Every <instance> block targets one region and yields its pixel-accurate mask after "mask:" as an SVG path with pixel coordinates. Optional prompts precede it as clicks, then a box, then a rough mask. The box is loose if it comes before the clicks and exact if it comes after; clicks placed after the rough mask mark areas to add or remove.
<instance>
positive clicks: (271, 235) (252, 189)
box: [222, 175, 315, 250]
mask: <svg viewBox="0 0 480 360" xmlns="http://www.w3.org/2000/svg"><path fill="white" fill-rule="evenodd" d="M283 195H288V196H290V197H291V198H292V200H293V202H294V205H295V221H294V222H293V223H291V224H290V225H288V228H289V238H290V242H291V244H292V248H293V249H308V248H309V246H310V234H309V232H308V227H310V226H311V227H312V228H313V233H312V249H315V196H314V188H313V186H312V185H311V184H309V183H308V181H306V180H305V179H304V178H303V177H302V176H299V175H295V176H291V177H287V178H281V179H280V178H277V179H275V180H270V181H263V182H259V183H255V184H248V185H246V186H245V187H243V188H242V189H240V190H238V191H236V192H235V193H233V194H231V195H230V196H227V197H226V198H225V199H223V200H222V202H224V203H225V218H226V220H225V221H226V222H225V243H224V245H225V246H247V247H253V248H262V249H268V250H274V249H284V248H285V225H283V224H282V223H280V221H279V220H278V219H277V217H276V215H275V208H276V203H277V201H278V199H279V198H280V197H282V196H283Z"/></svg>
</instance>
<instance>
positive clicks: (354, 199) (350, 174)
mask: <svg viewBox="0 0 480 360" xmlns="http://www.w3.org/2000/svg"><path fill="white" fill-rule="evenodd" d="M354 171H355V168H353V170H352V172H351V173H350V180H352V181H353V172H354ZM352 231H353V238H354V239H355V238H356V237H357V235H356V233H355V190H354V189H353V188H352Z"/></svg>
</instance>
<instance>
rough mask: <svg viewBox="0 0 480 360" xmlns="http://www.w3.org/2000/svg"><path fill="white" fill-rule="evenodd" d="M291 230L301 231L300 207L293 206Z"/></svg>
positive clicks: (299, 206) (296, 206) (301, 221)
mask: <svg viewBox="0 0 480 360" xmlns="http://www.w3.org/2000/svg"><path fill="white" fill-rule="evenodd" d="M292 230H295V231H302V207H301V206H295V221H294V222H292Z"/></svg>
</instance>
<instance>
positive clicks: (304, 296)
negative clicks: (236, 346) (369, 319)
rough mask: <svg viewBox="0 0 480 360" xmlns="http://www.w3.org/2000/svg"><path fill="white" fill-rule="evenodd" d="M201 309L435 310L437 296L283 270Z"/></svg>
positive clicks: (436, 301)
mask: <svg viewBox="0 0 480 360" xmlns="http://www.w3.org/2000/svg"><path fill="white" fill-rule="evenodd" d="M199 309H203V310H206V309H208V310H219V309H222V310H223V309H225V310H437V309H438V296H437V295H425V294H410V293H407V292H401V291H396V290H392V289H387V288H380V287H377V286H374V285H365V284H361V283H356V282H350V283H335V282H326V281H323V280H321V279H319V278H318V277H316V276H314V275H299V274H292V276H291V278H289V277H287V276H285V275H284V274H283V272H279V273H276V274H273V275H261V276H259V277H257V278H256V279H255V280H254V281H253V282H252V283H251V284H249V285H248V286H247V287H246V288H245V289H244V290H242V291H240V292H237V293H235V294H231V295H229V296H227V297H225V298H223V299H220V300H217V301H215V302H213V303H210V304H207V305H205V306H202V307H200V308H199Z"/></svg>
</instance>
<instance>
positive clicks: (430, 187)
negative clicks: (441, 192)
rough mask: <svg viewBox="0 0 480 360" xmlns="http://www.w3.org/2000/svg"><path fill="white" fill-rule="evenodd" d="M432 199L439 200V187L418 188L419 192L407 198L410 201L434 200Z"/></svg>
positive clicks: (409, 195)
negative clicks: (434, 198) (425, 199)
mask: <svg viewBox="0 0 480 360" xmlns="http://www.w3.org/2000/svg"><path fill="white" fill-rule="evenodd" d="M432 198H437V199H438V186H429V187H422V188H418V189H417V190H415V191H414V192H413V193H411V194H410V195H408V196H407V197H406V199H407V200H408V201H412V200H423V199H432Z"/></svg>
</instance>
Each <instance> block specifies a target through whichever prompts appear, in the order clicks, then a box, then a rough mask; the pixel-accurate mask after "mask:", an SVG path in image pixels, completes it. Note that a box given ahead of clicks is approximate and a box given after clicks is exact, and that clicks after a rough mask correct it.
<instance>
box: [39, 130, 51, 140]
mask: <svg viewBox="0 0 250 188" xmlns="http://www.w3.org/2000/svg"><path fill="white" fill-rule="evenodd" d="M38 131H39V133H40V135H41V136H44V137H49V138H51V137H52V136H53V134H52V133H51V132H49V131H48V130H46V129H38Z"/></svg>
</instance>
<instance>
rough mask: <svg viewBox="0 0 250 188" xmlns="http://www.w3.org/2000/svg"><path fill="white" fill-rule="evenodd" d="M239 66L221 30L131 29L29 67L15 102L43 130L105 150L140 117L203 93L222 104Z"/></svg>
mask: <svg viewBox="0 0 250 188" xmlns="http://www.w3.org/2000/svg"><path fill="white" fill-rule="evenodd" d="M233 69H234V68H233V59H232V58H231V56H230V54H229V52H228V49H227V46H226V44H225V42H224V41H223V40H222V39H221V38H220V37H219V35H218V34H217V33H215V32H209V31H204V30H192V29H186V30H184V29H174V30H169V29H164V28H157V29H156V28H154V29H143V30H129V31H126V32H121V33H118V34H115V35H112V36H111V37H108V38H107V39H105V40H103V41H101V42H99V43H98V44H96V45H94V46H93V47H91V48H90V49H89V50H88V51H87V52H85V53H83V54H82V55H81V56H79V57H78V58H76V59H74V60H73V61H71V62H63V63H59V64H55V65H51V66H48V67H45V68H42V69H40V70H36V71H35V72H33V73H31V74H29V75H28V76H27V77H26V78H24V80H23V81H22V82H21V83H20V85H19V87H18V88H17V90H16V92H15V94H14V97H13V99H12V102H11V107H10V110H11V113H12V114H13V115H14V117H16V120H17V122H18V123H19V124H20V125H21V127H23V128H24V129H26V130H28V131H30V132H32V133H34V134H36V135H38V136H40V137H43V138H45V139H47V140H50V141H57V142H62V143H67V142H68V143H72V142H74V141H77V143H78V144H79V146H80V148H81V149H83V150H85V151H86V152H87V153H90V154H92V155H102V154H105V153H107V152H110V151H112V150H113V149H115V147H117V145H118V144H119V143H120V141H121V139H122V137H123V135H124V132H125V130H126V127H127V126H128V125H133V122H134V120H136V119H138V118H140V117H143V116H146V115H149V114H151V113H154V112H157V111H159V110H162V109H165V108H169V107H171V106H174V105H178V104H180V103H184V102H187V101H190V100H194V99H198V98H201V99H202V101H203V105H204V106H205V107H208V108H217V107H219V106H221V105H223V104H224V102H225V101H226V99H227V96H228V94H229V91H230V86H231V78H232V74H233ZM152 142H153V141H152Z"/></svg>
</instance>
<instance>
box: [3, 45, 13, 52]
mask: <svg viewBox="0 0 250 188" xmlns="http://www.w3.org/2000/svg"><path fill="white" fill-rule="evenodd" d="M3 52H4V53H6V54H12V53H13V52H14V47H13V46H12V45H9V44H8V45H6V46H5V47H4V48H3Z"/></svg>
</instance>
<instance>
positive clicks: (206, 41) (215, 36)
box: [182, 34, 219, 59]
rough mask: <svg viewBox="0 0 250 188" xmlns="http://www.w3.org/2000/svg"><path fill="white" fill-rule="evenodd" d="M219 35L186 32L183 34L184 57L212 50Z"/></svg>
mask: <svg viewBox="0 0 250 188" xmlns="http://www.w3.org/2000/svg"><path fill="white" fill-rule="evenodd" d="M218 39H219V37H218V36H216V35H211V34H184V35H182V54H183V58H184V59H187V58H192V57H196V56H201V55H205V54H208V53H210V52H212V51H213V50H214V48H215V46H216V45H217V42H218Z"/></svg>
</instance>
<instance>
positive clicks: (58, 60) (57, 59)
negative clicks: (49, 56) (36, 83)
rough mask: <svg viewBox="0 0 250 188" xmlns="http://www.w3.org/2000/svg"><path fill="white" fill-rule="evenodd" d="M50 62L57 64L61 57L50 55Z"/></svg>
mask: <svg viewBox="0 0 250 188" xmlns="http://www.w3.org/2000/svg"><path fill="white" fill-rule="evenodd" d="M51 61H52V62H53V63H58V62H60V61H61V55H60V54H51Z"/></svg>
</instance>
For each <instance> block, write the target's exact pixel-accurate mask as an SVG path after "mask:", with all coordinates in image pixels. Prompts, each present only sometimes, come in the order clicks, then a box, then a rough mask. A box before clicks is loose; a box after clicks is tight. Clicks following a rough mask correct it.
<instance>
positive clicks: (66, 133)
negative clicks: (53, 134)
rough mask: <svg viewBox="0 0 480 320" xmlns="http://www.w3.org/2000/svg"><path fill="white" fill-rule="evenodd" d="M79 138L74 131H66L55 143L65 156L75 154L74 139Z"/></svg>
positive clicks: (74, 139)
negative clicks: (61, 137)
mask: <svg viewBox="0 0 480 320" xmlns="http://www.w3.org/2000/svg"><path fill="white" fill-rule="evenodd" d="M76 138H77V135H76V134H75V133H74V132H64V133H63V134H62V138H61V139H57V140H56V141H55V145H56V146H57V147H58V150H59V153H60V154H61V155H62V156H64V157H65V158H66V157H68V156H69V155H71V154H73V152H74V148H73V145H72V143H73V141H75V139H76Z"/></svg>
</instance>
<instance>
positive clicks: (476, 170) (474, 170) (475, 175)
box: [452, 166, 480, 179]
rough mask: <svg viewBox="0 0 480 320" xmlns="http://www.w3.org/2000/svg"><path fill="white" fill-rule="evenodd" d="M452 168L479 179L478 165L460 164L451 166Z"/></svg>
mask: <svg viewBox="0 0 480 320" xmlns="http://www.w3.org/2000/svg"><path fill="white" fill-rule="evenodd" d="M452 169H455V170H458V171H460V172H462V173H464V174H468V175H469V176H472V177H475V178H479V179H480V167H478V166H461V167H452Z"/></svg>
# # #
## What the task asks
Set down exactly the line that holds "negative clicks: (61, 137)" and all lines after it to the end of the data.

## Written response
negative clicks: (61, 137)
mask: <svg viewBox="0 0 480 320" xmlns="http://www.w3.org/2000/svg"><path fill="white" fill-rule="evenodd" d="M76 138H77V135H76V134H75V133H74V132H64V133H63V134H62V138H61V139H57V140H56V141H55V145H56V146H57V147H58V150H59V153H60V154H61V155H62V156H64V157H65V158H66V157H68V156H69V155H71V154H73V152H74V148H73V145H72V143H73V141H75V139H76Z"/></svg>
</instance>
<instance>
positive clicks: (476, 170) (474, 170) (475, 175)
box: [452, 166, 480, 179]
rough mask: <svg viewBox="0 0 480 320" xmlns="http://www.w3.org/2000/svg"><path fill="white" fill-rule="evenodd" d="M452 168L479 179L478 165L460 164L451 166Z"/></svg>
mask: <svg viewBox="0 0 480 320" xmlns="http://www.w3.org/2000/svg"><path fill="white" fill-rule="evenodd" d="M452 169H455V170H458V171H460V172H462V173H464V174H468V175H469V176H472V177H475V178H479V179H480V167H478V166H461V167H452Z"/></svg>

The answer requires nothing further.